----- DATA TO PROCESS -----
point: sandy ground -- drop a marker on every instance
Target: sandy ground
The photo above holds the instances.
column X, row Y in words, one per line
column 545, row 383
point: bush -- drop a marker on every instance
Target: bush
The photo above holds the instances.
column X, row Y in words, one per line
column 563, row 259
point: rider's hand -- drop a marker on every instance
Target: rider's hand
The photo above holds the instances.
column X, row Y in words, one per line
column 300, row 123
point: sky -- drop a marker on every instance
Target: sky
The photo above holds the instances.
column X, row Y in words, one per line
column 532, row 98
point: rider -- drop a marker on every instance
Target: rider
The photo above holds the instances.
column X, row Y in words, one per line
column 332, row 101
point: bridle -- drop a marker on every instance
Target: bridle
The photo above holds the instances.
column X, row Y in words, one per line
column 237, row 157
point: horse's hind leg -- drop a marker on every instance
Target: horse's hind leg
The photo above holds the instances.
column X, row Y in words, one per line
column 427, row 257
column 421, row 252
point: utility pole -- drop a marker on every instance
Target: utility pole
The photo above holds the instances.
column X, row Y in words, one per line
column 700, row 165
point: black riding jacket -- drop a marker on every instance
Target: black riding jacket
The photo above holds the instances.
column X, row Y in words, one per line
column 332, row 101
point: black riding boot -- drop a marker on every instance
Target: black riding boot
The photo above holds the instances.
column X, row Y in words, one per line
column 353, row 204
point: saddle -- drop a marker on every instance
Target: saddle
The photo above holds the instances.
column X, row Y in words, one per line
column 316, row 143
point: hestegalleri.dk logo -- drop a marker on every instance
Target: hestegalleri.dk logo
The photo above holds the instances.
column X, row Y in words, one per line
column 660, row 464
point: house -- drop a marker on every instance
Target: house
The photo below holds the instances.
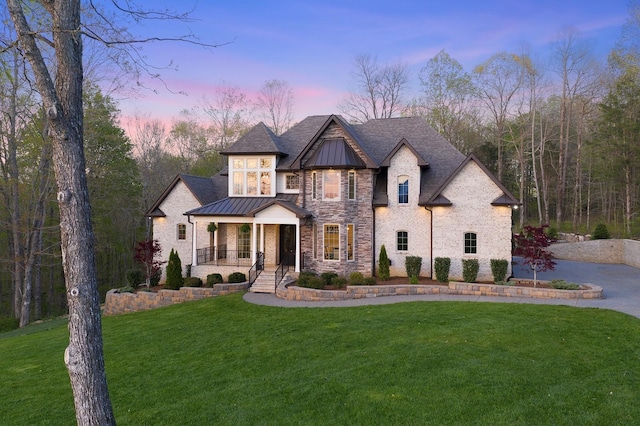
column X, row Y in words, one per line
column 326, row 195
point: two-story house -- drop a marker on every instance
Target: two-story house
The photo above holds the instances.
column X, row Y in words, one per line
column 326, row 195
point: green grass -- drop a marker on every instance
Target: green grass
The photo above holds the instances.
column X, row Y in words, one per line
column 225, row 362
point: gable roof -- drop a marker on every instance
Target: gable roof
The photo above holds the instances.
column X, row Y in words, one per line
column 368, row 161
column 205, row 190
column 258, row 140
column 437, row 199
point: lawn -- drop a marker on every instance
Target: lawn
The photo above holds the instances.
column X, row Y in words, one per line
column 225, row 362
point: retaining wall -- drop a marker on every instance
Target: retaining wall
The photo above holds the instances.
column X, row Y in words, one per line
column 590, row 291
column 120, row 303
column 599, row 251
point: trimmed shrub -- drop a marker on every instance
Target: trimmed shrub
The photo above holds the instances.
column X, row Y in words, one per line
column 601, row 232
column 237, row 277
column 174, row 271
column 135, row 277
column 356, row 278
column 192, row 282
column 470, row 268
column 327, row 277
column 413, row 264
column 339, row 282
column 442, row 265
column 383, row 264
column 213, row 279
column 499, row 269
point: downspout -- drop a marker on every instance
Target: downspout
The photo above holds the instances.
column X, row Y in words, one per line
column 430, row 238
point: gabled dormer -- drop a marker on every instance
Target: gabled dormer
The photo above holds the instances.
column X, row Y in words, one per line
column 252, row 163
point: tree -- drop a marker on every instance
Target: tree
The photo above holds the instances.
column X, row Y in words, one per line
column 275, row 103
column 378, row 90
column 531, row 245
column 62, row 99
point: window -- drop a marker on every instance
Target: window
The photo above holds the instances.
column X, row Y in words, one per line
column 244, row 243
column 252, row 176
column 314, row 186
column 403, row 189
column 332, row 242
column 292, row 182
column 331, row 185
column 402, row 240
column 182, row 231
column 350, row 241
column 352, row 185
column 470, row 243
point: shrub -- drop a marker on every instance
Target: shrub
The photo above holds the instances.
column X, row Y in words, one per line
column 237, row 277
column 413, row 264
column 213, row 279
column 174, row 271
column 383, row 264
column 338, row 282
column 369, row 281
column 442, row 265
column 470, row 269
column 601, row 232
column 356, row 278
column 499, row 269
column 192, row 282
column 135, row 277
column 327, row 277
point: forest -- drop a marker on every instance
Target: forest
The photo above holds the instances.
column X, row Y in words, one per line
column 560, row 128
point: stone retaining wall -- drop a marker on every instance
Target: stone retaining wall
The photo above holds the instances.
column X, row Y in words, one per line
column 599, row 251
column 458, row 288
column 120, row 303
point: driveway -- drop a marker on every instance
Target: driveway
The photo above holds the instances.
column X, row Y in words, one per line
column 621, row 283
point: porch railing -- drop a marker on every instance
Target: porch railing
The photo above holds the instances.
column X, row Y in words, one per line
column 223, row 257
column 256, row 268
column 283, row 268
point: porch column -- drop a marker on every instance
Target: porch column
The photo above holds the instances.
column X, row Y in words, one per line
column 194, row 245
column 254, row 242
column 298, row 254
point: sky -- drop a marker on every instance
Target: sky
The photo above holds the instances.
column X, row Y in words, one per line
column 311, row 45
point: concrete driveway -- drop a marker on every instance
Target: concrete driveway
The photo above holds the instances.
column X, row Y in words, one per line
column 621, row 283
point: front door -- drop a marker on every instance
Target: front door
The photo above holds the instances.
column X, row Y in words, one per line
column 288, row 244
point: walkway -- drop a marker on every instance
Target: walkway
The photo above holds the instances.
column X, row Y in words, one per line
column 621, row 284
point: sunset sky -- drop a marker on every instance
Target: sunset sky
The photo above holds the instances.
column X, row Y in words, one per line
column 311, row 45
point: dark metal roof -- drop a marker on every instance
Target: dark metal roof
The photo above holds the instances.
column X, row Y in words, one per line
column 239, row 206
column 334, row 153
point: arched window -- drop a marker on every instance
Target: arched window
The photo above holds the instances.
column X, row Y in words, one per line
column 470, row 243
column 403, row 189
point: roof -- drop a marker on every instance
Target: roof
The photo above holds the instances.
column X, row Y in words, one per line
column 245, row 206
column 205, row 190
column 437, row 199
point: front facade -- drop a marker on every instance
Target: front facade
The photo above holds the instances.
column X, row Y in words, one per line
column 326, row 195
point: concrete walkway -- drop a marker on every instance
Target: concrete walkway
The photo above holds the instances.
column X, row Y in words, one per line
column 621, row 285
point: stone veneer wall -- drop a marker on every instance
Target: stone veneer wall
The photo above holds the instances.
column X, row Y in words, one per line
column 599, row 251
column 454, row 288
column 120, row 303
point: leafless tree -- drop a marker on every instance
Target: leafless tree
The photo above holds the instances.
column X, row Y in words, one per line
column 378, row 90
column 275, row 105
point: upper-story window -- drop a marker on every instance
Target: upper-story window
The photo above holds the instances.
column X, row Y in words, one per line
column 352, row 185
column 331, row 184
column 252, row 176
column 403, row 189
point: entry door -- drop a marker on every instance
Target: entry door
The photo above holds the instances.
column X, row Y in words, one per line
column 288, row 244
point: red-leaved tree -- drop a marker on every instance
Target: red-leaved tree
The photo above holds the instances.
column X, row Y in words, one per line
column 531, row 244
column 147, row 254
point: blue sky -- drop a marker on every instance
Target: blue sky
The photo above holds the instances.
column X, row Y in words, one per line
column 311, row 45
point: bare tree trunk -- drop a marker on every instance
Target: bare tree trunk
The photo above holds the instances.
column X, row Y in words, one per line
column 63, row 103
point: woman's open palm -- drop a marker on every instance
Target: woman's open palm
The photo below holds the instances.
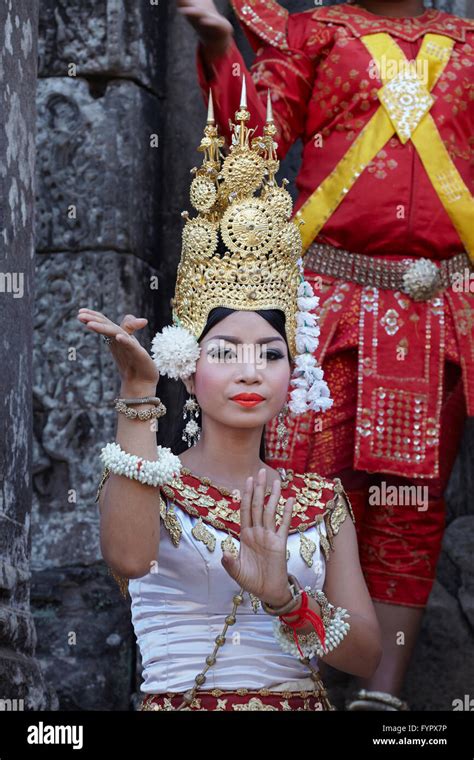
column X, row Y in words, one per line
column 134, row 363
column 260, row 568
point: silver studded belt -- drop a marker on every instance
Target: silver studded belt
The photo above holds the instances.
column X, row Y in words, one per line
column 420, row 278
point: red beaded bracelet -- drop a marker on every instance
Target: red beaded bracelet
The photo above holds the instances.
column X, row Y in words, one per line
column 304, row 613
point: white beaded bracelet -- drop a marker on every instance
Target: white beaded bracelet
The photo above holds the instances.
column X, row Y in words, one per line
column 310, row 643
column 153, row 473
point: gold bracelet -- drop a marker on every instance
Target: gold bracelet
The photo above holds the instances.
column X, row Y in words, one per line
column 143, row 414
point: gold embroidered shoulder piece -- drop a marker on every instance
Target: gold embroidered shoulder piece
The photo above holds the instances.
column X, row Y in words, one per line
column 337, row 509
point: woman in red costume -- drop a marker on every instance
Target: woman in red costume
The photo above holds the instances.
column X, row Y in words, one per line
column 380, row 93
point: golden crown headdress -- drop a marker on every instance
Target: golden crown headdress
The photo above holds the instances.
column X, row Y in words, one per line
column 242, row 251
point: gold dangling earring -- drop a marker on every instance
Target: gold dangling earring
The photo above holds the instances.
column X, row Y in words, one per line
column 283, row 435
column 192, row 431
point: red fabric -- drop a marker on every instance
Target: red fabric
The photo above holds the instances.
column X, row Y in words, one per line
column 317, row 70
column 398, row 545
column 230, row 701
column 304, row 517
-----
▶ ABOUT THIS EXERCISE
Review the material and copy each line in which the word "door" appears.

▶ RESPONSE TO THE TASK
point: front door -- drop a marker on every instance
Target: front door
point: entry door -- drop a marker on every instance
Target: entry door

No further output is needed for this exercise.